• [DATASET RECORDS]
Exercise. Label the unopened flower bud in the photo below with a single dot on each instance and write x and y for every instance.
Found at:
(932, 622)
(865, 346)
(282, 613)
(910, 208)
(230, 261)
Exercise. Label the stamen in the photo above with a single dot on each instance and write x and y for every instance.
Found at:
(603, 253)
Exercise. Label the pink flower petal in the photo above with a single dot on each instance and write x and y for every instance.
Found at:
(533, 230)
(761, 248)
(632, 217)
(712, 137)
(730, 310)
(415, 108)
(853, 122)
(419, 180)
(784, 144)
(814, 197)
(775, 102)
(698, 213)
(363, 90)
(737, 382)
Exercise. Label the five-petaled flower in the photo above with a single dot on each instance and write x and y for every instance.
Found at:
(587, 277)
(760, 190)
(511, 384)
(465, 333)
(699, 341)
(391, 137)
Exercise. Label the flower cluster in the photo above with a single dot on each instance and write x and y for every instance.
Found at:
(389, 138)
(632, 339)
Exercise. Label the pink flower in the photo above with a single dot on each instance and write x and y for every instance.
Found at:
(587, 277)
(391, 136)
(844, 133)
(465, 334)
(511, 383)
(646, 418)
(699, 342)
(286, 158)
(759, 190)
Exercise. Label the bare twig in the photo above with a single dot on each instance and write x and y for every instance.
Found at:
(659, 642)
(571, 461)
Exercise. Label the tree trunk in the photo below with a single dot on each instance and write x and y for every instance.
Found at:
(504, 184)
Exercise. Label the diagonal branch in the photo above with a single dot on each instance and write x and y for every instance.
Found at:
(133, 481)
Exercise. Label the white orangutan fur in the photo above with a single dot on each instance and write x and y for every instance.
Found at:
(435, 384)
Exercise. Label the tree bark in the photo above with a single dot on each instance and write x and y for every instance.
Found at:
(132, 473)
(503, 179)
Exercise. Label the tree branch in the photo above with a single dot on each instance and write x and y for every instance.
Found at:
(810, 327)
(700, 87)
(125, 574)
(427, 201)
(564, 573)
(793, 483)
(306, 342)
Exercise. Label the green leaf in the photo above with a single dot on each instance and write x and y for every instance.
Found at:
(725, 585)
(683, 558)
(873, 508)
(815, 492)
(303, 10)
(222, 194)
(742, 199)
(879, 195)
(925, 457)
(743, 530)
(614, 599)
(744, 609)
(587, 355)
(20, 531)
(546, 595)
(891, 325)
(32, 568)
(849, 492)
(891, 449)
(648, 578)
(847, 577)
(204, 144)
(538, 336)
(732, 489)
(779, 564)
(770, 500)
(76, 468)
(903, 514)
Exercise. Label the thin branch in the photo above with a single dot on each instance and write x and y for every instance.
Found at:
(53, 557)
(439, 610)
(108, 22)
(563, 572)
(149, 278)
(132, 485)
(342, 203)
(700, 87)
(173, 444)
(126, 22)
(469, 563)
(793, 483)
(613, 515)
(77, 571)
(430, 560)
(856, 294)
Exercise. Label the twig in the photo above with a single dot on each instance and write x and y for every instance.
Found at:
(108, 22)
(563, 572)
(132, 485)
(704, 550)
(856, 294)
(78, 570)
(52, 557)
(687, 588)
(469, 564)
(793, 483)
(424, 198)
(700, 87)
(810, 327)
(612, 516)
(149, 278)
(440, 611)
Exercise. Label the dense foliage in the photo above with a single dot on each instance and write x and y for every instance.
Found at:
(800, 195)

• [EXERCISE GOAL]
Format all the lines above as a numbered list, leaving out any blank lines.

• [RESPONSE]
1. Exercise. Label the unopened flower bud in the photo below with a single dot on each instance and write x and y for every instance.
2. Found at:
3. (932, 622)
4. (865, 346)
5. (282, 613)
6. (910, 208)
7. (230, 261)
8. Exercise. Label the stamen in the photo above with a single dot on each instance and write x and y for every instance.
9. Found at:
10. (603, 253)
11. Exercise. Label the pink flower petal in the photo above with a single dot on each instance and write x and y for every instance.
12. Found at:
13. (533, 230)
14. (761, 248)
15. (632, 217)
16. (712, 137)
17. (730, 310)
18. (415, 108)
19. (853, 122)
20. (419, 180)
21. (784, 144)
22. (814, 197)
23. (775, 102)
24. (698, 213)
25. (363, 90)
26. (737, 382)
27. Exercise. Label the five-petaled flower in the photo above with a single dot on each instance and write x and y for every instance.
28. Found at:
29. (587, 277)
30. (760, 190)
31. (511, 384)
32. (465, 333)
33. (699, 341)
34. (391, 137)
35. Exercise. Label the flower cluster in the photo above with a single dot on each instance and write x and y for every instance.
36. Found at:
37. (389, 138)
38. (632, 339)
39. Exercise. Label the pink flower in the photo above with a single dot on each instance and write x and y for every instance.
40. Found at:
41. (587, 277)
42. (391, 136)
43. (844, 133)
44. (465, 334)
45. (511, 383)
46. (646, 418)
47. (699, 342)
48. (286, 158)
49. (759, 190)
50. Exercise. Label the bare twig in the photo above with a single dot on each instance and write x and y for every instance.
51. Found at:
52. (659, 642)
53. (571, 461)
54. Exercise. Label the tree trunk in the photo below with a single dot on each instance and write x and y for every instance.
55. Found at:
56. (504, 184)
57. Exercise. Label the diagonal branch in the photo above with a single dot on each instance and write x and y for every instance.
58. Found at:
59. (133, 481)
60. Exercise. Label the white orangutan fur in the photo above with a single dot on each instance and write x and y for every instance.
61. Found at:
62. (435, 384)
63. Exercise. Label the tree bark in the photo above with a single dot on each instance and write x and y for every instance.
64. Found at:
65. (132, 473)
66. (503, 179)
67. Exercise. Label the tree branch in the photo above with a single dot on each instance and write x and y for every instance.
68. Found at:
69. (810, 327)
70. (700, 87)
71. (125, 574)
72. (427, 201)
73. (564, 573)
74. (793, 483)
75. (306, 342)
76. Exercise. Label the green leaf in the photo above with a single dot on each instance and write x and y for every instance.
77. Found at:
78. (725, 585)
79. (683, 558)
80. (873, 508)
81. (815, 492)
82. (303, 10)
83. (222, 194)
84. (742, 199)
85. (879, 195)
86. (925, 457)
87. (743, 530)
88. (614, 599)
89. (744, 609)
90. (587, 355)
91. (20, 531)
92. (546, 595)
93. (891, 325)
94. (32, 568)
95. (849, 492)
96. (891, 449)
97. (648, 578)
98. (847, 577)
99. (204, 144)
100. (538, 336)
101. (732, 489)
102. (779, 564)
103. (770, 500)
104. (76, 468)
105. (903, 514)
106. Exercise. Label the thin branch in the photo above with a single dot on each instance and write x and y for every instance.
107. Found at:
108. (53, 557)
109. (439, 610)
110. (108, 22)
111. (563, 572)
112. (149, 278)
113. (132, 485)
114. (342, 203)
115. (700, 87)
116. (173, 444)
117. (126, 22)
118. (469, 563)
119. (793, 483)
120. (613, 515)
121. (77, 571)
122. (430, 560)
123. (856, 294)
124. Exercise. Label the twig in the photo above with a single dot on each instance and write x and y for every instance.
125. Found at:
126. (108, 22)
127. (563, 572)
128. (132, 485)
129. (704, 550)
130. (856, 294)
131. (78, 570)
132. (52, 557)
133. (687, 588)
134. (469, 564)
135. (793, 483)
136. (424, 198)
137. (700, 87)
138. (810, 327)
139. (612, 516)
140. (149, 278)
141. (440, 611)
142. Exercise. Label the dense foliage in the photo above with a single dot on each instance and write x and y for every instance.
143. Found at:
144. (800, 195)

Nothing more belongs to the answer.